» Activity: Report every line of the records below that contains the word "camera".

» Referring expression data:
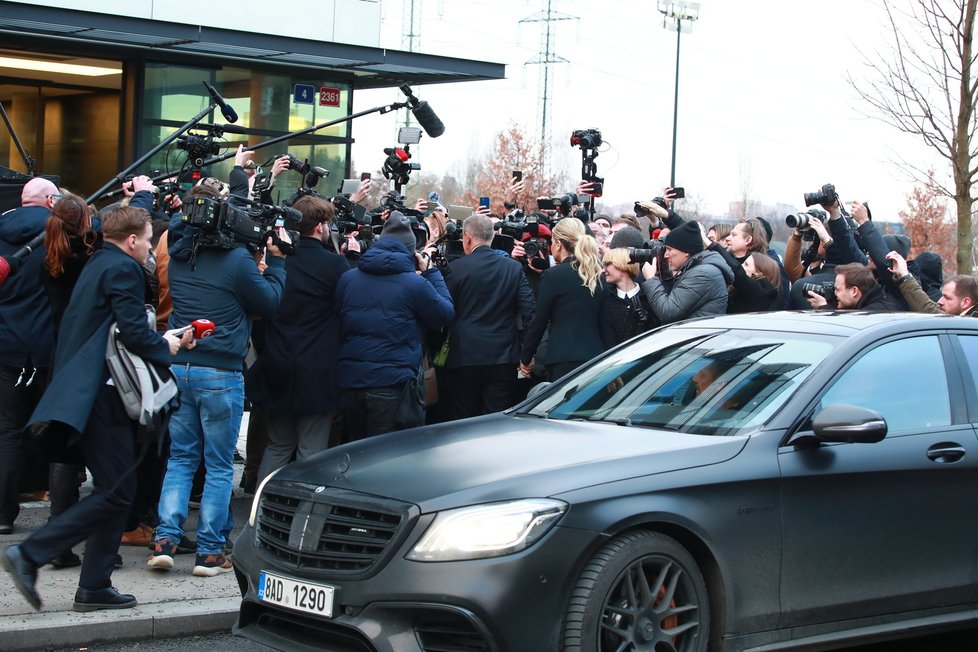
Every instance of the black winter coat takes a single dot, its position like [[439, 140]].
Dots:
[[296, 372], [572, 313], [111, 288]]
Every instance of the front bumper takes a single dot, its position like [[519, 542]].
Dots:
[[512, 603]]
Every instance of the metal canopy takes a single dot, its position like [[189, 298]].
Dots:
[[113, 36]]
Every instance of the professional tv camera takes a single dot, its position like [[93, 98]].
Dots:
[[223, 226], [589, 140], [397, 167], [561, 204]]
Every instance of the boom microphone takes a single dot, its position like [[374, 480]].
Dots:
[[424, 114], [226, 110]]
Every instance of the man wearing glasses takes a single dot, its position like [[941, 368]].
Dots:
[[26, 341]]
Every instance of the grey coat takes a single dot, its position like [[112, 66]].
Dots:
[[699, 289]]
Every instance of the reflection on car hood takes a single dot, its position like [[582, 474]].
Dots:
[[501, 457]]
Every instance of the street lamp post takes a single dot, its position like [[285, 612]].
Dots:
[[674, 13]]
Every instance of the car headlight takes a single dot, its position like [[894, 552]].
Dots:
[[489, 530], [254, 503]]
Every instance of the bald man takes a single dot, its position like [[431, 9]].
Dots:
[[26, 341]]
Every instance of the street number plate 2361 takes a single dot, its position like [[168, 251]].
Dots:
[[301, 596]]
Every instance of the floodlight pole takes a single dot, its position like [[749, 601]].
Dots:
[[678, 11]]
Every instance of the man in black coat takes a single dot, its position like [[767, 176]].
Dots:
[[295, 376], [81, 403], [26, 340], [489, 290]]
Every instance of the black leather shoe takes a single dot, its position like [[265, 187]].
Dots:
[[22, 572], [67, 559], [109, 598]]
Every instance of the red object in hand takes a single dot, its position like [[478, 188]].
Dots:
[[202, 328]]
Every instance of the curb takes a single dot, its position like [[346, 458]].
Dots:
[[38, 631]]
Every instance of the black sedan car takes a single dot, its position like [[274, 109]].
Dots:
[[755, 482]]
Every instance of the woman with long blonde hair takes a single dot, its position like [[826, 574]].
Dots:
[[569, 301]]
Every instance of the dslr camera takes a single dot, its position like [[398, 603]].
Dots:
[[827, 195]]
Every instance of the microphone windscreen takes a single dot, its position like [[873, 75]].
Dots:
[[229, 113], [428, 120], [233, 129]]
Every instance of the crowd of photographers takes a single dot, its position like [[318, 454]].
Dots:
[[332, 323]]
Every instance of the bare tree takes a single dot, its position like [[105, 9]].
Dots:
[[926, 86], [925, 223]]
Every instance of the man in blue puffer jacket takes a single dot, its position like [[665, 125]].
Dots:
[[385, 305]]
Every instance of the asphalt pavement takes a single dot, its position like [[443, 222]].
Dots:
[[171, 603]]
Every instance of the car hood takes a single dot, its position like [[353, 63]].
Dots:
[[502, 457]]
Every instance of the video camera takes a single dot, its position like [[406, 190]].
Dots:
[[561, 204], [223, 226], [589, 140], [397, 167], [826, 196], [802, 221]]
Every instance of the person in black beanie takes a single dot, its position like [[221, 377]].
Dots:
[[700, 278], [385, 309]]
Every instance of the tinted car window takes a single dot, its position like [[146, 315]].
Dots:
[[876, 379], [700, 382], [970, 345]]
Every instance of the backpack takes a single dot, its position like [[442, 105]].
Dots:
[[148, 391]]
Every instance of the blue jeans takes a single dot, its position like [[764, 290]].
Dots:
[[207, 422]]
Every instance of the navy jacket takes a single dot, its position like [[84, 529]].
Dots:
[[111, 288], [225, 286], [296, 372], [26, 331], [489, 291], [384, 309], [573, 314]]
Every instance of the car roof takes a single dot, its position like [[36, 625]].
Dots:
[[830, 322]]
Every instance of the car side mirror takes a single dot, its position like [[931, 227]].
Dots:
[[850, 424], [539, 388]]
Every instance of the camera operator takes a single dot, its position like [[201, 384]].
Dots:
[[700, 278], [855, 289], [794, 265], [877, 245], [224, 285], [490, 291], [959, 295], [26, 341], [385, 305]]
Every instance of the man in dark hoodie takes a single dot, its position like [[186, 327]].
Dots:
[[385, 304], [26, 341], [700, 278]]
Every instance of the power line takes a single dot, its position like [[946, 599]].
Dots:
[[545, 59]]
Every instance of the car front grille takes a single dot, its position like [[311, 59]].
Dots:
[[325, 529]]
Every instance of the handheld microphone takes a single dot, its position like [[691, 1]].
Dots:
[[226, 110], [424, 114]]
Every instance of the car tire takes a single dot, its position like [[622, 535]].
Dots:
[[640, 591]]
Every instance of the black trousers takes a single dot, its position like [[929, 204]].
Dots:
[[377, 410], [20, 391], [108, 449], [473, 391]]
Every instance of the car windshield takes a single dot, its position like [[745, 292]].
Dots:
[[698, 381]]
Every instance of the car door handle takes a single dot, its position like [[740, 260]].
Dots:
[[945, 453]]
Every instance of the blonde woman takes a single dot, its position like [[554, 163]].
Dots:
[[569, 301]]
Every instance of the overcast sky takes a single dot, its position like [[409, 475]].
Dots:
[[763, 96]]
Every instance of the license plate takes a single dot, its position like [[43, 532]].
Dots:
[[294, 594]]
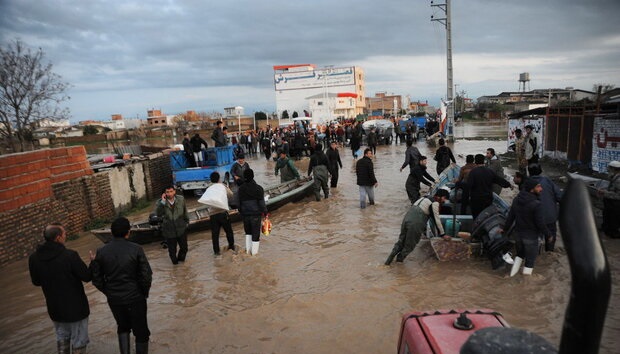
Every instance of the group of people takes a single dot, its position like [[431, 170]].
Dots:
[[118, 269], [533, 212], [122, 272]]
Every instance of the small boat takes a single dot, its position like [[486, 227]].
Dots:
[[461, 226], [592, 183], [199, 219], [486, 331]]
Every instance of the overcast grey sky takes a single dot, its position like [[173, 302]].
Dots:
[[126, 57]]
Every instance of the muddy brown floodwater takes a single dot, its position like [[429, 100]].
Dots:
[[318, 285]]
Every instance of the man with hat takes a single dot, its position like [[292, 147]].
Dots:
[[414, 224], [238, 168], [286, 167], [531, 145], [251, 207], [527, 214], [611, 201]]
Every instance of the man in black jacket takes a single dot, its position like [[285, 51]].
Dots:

» Written solution:
Every instance of the professional tv camera takes a single dot, its position like [[93, 98]].
Every instance of the dslr camera takes a single dot, its position like [[398, 603]].
Every instance of the video camera takes a single dot, its position like [[406, 190]].
Every instance of the camera operator takes a single dot, its position like [[201, 384]].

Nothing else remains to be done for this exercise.